Extracted data entries

===============

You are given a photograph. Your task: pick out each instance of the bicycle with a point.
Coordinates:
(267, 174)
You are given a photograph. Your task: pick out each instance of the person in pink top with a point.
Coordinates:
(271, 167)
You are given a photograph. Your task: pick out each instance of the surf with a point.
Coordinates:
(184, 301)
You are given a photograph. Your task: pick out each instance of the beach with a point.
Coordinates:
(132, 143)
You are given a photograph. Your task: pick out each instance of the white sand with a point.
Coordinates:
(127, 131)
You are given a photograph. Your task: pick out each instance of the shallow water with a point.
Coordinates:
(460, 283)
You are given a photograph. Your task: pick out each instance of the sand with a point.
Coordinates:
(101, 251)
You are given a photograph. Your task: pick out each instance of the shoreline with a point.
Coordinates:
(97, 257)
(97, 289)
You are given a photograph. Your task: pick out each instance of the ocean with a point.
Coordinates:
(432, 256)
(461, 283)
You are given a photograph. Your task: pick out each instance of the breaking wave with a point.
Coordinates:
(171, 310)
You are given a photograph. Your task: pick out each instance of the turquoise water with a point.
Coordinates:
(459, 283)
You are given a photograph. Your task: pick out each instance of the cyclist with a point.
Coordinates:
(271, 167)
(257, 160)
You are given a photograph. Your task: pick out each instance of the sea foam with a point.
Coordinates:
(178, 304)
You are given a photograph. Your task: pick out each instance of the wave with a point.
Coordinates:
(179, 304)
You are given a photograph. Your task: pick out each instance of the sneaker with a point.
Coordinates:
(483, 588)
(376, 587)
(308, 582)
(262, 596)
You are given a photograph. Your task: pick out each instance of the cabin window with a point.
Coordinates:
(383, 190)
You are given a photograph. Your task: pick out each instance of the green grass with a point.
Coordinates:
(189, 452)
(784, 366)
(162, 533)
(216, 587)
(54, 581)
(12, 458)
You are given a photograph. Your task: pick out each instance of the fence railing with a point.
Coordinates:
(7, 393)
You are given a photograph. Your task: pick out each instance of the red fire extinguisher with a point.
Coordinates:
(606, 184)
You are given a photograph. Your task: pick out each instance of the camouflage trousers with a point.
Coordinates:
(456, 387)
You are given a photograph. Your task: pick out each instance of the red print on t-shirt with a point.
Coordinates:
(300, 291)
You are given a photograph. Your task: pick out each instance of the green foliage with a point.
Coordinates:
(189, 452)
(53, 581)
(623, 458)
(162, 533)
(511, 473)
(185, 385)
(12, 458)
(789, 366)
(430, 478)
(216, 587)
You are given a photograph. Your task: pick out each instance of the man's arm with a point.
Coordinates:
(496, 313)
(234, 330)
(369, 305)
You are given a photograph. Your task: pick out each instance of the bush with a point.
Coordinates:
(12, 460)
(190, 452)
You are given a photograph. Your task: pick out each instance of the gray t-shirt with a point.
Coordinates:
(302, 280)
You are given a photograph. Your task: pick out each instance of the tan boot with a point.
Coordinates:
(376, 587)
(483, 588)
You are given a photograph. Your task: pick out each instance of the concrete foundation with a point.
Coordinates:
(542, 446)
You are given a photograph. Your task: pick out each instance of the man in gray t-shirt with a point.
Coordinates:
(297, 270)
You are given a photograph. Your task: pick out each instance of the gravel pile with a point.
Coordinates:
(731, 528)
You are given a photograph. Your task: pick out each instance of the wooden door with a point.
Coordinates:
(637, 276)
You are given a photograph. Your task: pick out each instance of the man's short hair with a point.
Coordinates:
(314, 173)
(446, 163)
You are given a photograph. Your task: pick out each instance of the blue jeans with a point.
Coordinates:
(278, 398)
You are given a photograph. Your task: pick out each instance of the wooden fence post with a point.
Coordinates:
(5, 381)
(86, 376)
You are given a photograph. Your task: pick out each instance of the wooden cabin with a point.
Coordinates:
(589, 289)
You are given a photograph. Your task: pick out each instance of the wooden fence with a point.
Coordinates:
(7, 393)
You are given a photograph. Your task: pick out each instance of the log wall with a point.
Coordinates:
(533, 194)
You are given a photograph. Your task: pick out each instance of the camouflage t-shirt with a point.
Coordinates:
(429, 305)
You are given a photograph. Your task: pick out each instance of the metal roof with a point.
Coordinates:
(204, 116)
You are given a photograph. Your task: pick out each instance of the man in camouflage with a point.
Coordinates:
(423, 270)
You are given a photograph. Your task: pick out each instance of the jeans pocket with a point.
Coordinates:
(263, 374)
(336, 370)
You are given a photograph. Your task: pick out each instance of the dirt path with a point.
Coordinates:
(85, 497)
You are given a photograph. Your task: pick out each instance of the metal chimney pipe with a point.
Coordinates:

===============

AIM
Reproduce every line of the material above verbatim, with no changes.

THE REPLY
You are given a photograph. Your task: pick out each instance of the bicycle with a point.
Coordinates:
(267, 174)
You are given a photograph. Your task: pick out each instance of the person in pink top with a point.
Coordinates:
(271, 167)
You are given a photograph. Your task: pick out each instance of the surf with a point.
Coordinates:
(184, 301)
You are given a photograph. Your task: pick out each instance of the beach with a point.
Coordinates:
(132, 143)
You are given a photograph. Your task: pick out each instance of the white sand with a point.
Coordinates:
(127, 131)
You are given a photograph. Your task: pick out each instance of the shallow water with a point.
Coordinates:
(460, 283)
You are given a photograph. Your task: pick out each instance of the sand with a point.
Coordinates:
(101, 251)
You are given a photograph. Your task: pick out each instance of the shoreline with a point.
Coordinates:
(97, 257)
(97, 289)
You are given a photograph. Your task: pick out each instance of the ocean with a point.
Coordinates:
(432, 256)
(461, 283)
You are given a photograph. Your task: pick out each instance of the breaking wave with a point.
Coordinates:
(171, 310)
You are given a photograph. Your task: pick out each instance of the turquoise water with a point.
Coordinates:
(459, 283)
You are given a photograph. Your task: pick out each instance of the cyclist with a point.
Coordinates:
(271, 167)
(257, 160)
You are given a photograph. Your task: pick out each instance of the sea foam with a point.
Coordinates:
(178, 304)
You are given a photograph. Your task: pick out each instance of the wave with a point.
Coordinates:
(179, 304)
You are given a photograph. Your task: pick out each instance of the sneaker with a point.
Coordinates:
(483, 588)
(376, 587)
(308, 582)
(262, 596)
You are given a photograph. Your task: pick out each instance of the cabin window with a point.
Coordinates:
(383, 190)
You are given a photograph. Your task: pick out each instance of the green grass with a point.
Coordinates:
(189, 452)
(784, 366)
(162, 533)
(216, 587)
(54, 581)
(12, 458)
You are given a photograph. Your task: pick out each instance of the fence railing with a point.
Coordinates:
(7, 393)
You are given a photograph. Your task: pick out each instance of the red fire extinguisher with a point.
Coordinates:
(606, 184)
You are given a photograph. Your task: pick out each instance of the camouflage trousers with a point.
Coordinates:
(456, 387)
You are given a photograph. Your task: pick out each instance of the red print on t-shirt with a point.
Coordinates:
(300, 291)
You are given a photograph. Your task: pick out each instance of the green foliage with a point.
Coordinates:
(189, 452)
(53, 581)
(623, 458)
(162, 533)
(511, 473)
(185, 385)
(12, 458)
(789, 366)
(430, 478)
(216, 587)
You are given a photograph. Your task: pick out each instance of the man's arm with a point.
Coordinates:
(496, 313)
(234, 330)
(369, 305)
You are given a photograph. Your task: pick out each instance of the bush with a point.
Coordinates:
(12, 460)
(190, 452)
You are given a photograph. Your task: pick out each instance of the gray t-shirt with a point.
Coordinates:
(302, 280)
You are given a photograph. Your task: pick out each instance of the tan boot with a point.
Coordinates:
(376, 587)
(483, 588)
You are given a photograph. Your task: pick out each instance of the concrete foundation with a point.
Coordinates:
(542, 446)
You are given a photograph. Your task: pick out each instance of the man in gray t-shirt with a point.
Coordinates:
(297, 270)
You are given a photograph. Your task: pick out each instance of the gravel pile with a point.
Coordinates:
(731, 528)
You are given a photograph. Your task: pick out each instance of the wooden door with a point.
Coordinates:
(637, 276)
You are given a photograph. Your task: pick out each instance of the man's short hair with a point.
Coordinates:
(314, 173)
(446, 163)
You are given a photograph. Your task: pick out each instance of the blue jeans with a point.
Coordinates:
(278, 398)
You are given a photograph. Your task: pick out each instance of the wooden fence post with a point.
Coordinates:
(5, 381)
(86, 376)
You are given a photograph. Your task: pick out each instance of the wooden cabin with a point.
Coordinates:
(589, 289)
You are given a photograph. Your task: pick out each instance of the wooden fence with a point.
Coordinates:
(7, 393)
You are given a photograph. Your task: pick out each instance of the log wall with a point.
Coordinates:
(533, 194)
You are given a photograph. Your task: pick out each instance of the camouflage t-shirt with a point.
Coordinates:
(429, 305)
You are given a photograph. Your task: pick out each instance of the metal roof with a point.
Coordinates:
(204, 116)
You are given a photograph. Your task: pick out each instance of the man in camouflage with a point.
Coordinates:
(423, 270)
You are given a photograph. Your task: pick out each instance of the jeans pocket with a point.
Coordinates:
(263, 374)
(336, 370)
You are given a photograph. Your task: pick out each instance of the dirt path with a point.
Coordinates:
(85, 497)
You are given a photograph. Your task: pick out each instance of the metal chimney pipe with a point.
Coordinates:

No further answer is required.